#### RECORDED DATA:

================

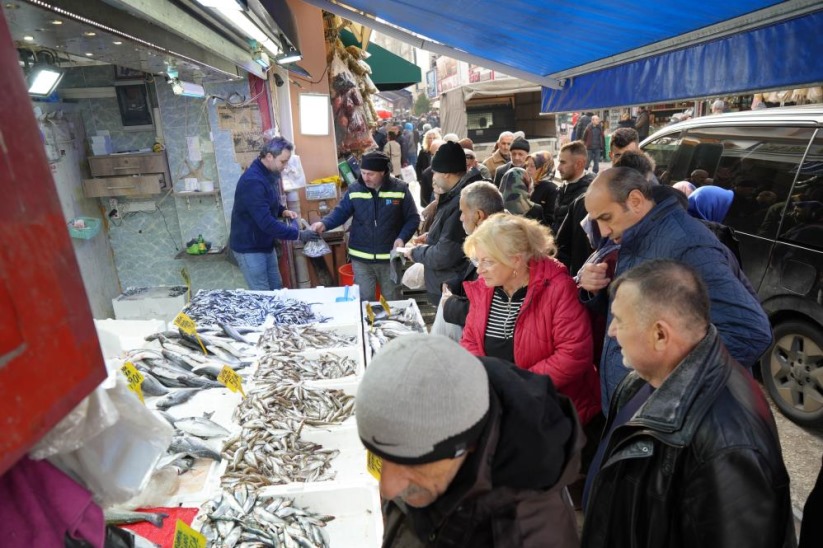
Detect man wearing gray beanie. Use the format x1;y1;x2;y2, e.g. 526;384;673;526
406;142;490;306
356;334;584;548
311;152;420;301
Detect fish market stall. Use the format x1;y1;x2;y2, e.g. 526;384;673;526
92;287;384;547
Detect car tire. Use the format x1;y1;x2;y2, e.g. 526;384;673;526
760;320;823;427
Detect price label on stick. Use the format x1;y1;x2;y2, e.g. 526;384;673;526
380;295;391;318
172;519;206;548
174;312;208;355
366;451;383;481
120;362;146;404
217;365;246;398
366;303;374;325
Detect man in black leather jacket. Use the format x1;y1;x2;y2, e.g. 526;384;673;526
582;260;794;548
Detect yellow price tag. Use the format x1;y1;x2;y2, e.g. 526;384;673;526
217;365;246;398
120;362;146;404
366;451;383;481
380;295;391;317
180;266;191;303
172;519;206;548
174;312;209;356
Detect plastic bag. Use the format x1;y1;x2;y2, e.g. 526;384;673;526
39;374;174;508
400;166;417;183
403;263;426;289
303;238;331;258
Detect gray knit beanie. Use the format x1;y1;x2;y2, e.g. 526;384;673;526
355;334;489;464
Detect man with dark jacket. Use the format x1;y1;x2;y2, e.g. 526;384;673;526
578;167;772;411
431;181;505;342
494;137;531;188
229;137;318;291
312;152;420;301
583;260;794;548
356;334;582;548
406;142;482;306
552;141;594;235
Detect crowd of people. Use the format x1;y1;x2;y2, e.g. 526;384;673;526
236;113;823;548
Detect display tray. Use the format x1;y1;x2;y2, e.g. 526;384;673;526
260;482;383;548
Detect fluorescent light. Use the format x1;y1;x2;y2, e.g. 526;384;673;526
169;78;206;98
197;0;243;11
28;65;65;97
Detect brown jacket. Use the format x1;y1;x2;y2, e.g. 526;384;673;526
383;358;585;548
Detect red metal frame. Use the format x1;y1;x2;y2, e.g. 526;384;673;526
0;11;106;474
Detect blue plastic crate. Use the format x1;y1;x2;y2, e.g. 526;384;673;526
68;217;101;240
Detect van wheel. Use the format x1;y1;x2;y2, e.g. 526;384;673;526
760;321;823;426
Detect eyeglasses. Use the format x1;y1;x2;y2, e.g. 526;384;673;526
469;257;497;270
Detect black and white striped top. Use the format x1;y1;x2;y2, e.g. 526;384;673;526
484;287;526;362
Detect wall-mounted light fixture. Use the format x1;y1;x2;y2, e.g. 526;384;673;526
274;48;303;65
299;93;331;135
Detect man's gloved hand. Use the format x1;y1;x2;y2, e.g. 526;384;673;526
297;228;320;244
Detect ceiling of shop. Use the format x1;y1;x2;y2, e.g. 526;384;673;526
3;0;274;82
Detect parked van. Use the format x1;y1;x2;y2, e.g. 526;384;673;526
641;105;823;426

================

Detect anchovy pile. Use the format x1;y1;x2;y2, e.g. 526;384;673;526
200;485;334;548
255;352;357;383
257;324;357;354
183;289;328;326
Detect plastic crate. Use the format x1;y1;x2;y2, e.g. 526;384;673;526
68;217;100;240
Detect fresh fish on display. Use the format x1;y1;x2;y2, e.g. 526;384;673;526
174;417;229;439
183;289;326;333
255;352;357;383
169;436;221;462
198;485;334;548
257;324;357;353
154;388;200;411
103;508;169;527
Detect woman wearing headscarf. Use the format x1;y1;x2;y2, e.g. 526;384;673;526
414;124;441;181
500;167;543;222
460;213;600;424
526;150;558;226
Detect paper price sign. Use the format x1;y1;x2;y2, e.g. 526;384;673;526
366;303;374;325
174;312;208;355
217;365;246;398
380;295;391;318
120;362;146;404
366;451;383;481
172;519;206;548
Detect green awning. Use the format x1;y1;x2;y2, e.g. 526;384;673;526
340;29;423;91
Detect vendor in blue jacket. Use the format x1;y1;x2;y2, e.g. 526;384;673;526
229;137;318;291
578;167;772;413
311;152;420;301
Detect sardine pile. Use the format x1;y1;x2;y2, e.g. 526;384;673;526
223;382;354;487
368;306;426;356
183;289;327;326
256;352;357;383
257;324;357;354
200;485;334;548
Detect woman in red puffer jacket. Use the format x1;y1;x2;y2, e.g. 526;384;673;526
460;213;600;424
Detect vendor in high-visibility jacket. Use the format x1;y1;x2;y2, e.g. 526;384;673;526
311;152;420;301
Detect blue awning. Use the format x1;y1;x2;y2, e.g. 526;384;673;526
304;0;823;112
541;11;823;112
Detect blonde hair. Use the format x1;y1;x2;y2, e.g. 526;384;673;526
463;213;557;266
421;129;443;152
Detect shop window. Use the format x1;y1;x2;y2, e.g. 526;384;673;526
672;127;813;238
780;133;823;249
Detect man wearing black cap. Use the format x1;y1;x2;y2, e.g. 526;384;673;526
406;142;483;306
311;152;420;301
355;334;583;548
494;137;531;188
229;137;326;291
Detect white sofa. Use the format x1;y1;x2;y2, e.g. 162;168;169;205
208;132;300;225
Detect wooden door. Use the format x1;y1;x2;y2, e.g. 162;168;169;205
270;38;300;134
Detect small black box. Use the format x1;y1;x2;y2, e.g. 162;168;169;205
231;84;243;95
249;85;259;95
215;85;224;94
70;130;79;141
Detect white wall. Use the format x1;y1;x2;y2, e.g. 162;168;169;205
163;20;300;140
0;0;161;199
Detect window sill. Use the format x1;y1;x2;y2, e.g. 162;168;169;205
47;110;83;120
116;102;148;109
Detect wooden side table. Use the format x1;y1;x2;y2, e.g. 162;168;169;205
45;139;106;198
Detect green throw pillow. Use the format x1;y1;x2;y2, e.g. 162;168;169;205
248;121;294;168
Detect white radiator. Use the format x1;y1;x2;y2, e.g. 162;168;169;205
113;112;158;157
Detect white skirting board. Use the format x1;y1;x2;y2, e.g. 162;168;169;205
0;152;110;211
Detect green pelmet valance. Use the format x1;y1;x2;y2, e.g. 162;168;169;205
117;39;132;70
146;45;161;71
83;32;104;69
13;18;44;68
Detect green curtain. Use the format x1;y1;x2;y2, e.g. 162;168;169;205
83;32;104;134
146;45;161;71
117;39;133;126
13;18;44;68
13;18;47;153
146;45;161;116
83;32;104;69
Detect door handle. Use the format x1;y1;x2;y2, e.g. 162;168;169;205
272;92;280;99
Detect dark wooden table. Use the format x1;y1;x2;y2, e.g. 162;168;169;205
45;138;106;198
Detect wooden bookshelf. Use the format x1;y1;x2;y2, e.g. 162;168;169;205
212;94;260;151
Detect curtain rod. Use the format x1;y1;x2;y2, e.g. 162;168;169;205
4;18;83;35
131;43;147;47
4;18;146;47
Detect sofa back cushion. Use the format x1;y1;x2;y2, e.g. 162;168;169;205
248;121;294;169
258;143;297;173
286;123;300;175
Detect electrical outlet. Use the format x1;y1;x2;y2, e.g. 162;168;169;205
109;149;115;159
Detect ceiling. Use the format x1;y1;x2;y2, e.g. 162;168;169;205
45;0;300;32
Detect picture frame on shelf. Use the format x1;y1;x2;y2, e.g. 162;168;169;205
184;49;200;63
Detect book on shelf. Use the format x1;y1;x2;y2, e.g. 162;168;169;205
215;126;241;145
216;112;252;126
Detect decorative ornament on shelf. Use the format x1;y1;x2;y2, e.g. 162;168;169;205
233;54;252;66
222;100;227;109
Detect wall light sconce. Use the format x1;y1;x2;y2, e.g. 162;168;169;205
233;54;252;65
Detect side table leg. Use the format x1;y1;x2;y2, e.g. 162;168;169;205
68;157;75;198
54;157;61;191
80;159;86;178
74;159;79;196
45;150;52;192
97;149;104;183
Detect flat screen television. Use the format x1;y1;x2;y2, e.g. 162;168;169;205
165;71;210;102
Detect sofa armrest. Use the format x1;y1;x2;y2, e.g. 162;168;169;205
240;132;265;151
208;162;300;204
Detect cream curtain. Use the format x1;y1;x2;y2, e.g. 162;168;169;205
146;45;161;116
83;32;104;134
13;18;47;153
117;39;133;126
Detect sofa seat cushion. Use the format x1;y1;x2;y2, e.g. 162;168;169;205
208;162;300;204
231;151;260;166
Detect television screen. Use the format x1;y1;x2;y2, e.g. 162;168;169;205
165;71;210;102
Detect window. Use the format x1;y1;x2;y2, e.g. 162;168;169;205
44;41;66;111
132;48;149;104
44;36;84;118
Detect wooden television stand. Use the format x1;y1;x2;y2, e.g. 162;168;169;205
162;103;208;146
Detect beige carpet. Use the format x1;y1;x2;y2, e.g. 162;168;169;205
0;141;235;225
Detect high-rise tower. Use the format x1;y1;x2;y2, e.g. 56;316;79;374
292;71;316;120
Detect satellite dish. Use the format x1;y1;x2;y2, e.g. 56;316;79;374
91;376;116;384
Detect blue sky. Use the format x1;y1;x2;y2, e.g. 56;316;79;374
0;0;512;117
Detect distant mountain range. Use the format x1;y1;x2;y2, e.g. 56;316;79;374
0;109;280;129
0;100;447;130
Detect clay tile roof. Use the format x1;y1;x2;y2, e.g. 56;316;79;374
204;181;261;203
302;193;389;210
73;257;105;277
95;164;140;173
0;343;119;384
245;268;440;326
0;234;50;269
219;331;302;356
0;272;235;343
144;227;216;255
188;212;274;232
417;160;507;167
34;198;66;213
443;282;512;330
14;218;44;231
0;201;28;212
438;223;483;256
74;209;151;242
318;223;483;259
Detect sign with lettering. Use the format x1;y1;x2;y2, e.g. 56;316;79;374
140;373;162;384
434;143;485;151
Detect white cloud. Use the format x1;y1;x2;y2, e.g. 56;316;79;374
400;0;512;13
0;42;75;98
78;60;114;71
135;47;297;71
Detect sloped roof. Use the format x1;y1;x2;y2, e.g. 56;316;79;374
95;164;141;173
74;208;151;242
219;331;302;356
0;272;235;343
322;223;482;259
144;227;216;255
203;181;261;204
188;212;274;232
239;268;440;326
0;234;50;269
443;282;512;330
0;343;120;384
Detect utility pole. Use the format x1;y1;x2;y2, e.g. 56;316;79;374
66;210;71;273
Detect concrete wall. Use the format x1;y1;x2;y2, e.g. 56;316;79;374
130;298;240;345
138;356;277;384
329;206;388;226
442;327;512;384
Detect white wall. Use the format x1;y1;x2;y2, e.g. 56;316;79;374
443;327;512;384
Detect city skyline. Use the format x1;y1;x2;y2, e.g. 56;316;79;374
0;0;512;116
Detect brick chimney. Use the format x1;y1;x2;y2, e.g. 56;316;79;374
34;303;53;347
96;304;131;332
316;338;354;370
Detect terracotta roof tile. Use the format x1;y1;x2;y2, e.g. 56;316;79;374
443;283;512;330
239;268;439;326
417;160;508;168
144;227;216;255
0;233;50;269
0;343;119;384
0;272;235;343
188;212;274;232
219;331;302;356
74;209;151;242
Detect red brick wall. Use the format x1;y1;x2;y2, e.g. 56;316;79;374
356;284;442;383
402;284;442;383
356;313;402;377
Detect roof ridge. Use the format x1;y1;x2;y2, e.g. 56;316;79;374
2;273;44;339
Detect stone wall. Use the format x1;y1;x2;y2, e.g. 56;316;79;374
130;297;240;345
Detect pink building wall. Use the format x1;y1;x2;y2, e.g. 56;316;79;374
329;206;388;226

================

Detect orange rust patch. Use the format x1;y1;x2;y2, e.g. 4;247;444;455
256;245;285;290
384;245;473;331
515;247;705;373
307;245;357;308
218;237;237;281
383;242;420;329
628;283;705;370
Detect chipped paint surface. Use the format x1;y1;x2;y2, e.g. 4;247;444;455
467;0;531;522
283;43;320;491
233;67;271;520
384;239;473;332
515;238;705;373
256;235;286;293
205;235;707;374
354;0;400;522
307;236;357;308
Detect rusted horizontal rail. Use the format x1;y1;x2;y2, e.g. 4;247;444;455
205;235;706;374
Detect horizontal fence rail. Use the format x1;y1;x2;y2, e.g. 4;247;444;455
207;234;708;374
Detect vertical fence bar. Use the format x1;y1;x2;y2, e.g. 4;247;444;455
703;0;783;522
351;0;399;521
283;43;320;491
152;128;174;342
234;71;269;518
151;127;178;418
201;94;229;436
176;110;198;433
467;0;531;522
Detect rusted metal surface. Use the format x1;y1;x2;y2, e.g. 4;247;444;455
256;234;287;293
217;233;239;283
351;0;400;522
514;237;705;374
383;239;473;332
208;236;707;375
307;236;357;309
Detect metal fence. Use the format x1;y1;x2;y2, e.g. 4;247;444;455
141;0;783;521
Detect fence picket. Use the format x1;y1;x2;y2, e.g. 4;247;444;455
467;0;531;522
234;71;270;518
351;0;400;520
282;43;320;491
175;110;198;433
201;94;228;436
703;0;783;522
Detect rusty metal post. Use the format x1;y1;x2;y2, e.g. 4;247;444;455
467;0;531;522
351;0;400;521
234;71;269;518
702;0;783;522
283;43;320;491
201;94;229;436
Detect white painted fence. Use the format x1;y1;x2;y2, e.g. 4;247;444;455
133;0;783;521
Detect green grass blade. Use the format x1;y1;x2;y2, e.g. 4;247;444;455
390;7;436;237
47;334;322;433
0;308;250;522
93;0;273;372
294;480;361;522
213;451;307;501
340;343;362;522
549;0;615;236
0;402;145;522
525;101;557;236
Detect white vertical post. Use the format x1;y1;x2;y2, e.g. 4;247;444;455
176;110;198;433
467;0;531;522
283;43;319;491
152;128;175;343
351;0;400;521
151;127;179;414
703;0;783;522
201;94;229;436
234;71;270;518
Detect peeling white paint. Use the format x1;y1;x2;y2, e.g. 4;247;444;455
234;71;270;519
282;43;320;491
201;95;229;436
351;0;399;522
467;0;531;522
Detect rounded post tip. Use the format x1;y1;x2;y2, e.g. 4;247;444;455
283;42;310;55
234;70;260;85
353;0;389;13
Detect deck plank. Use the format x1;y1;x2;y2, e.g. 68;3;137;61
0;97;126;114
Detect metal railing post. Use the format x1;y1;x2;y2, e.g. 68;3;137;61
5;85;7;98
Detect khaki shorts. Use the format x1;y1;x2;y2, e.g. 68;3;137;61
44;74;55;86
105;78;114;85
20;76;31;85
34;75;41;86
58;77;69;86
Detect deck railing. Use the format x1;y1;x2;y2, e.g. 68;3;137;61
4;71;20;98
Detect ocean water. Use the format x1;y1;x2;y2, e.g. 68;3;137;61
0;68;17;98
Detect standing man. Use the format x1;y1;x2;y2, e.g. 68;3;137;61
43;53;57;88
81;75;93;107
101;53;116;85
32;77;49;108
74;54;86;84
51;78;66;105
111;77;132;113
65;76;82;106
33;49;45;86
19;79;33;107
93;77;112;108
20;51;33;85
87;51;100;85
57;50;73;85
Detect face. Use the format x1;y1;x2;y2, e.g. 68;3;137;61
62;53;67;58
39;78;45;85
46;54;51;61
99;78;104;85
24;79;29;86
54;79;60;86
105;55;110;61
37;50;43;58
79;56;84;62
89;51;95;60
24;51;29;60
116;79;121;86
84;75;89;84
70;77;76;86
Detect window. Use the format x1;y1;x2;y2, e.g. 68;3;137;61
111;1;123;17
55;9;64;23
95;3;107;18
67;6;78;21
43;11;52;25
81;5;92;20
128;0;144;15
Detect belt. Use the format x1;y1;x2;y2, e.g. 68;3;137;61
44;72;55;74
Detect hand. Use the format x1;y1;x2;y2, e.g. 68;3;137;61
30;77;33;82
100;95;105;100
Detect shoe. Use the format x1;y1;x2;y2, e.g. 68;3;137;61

================

#### WRITTEN INSTRUCTION:
Copy the items above exactly, from the line containing "Detect flat screen" through the line containing "318;223;483;259", with both of those lines included.

#### RIGHT ANSWER:
Detect flat screen television. Use the format x1;y1;x2;y2, e.g. 162;168;169;205
165;71;210;102
Detect sofa armrest. Use the format x1;y1;x2;y2, e.g. 162;168;169;205
240;132;265;151
208;162;300;204
Detect cream curtain. Use the format x1;y1;x2;y2, e.g. 162;168;169;205
146;45;161;116
83;32;104;134
13;18;47;153
117;39;133;126
Detect sofa seat cushion. Use the format x1;y1;x2;y2, e.g. 162;168;169;205
208;162;300;204
231;151;260;166
Detect television screen. Use the format x1;y1;x2;y2, e.g. 162;168;169;205
165;71;210;102
Detect window. Use the format x1;y1;x2;y2, e.g. 162;168;169;205
44;41;66;111
132;48;149;104
44;36;84;118
Detect wooden television stand. Use the format x1;y1;x2;y2, e.g. 162;168;169;205
162;103;208;146
Detect beige carpet. Use the format x1;y1;x2;y2, e.g. 162;168;169;205
0;141;235;225
Detect high-rise tower. Use the format x1;y1;x2;y2, e.g. 56;316;79;374
292;71;316;120
Detect satellite dish. Use the format x1;y1;x2;y2, e.g. 56;316;79;374
91;376;116;384
Detect blue sky. Use the format x1;y1;x2;y2, e.g. 56;316;79;374
0;0;512;117
Detect distant mountain range. Use the format x1;y1;x2;y2, e.g. 56;316;79;374
0;109;280;129
0;100;447;130
Detect clay tile roof. Use the format x1;y1;x2;y2, e.g. 56;316;79;374
204;181;261;203
302;193;389;210
73;257;105;277
95;164;140;173
0;343;119;384
245;268;440;326
0;234;50;269
219;331;302;356
0;272;235;343
144;227;216;255
188;212;274;232
417;160;507;167
34;198;66;213
443;282;512;330
14;218;44;231
0;201;28;212
438;223;483;256
74;209;151;242
318;223;483;259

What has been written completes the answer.